(Records from a point labeling set)
◇ ◇ ◇ ◇

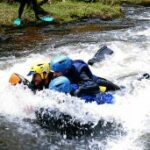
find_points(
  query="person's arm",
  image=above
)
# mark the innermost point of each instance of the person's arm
(87, 86)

◇ ◇ ◇ ◇

Task details =
Copy the listing above line for line, leaving out the pictures.

Answer =
find_points(
  query="person's arm",
  image=above
)
# mark the innermost point of each instance of the person's arm
(87, 86)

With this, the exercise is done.